━━━ SOURCE INFORMATION ━━━
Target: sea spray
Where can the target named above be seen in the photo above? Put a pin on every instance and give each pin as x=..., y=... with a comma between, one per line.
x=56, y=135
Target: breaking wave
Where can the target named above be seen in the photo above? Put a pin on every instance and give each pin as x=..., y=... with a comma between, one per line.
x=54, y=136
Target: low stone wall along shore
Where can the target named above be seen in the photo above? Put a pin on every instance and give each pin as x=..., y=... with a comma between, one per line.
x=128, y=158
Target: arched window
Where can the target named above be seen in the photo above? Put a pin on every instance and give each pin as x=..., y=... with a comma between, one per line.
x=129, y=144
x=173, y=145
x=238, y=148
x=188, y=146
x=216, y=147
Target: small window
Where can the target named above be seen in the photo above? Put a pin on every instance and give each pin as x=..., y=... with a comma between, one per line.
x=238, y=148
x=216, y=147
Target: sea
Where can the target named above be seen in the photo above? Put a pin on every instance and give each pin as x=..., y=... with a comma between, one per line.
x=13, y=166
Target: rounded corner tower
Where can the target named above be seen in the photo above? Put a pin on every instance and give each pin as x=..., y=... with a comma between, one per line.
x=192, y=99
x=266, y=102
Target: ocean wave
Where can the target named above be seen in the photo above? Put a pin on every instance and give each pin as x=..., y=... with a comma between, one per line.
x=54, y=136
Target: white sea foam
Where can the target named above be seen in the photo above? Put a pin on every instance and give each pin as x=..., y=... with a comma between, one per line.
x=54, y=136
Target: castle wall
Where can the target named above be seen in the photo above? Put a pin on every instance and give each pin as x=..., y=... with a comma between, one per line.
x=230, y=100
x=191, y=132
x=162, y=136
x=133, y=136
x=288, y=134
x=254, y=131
━━━
WHAT IS EXPECTED:
Scan the material above. Return every line containing the string "window".

RESULT OF THIS EXERCISE:
Target: arched window
Target: small window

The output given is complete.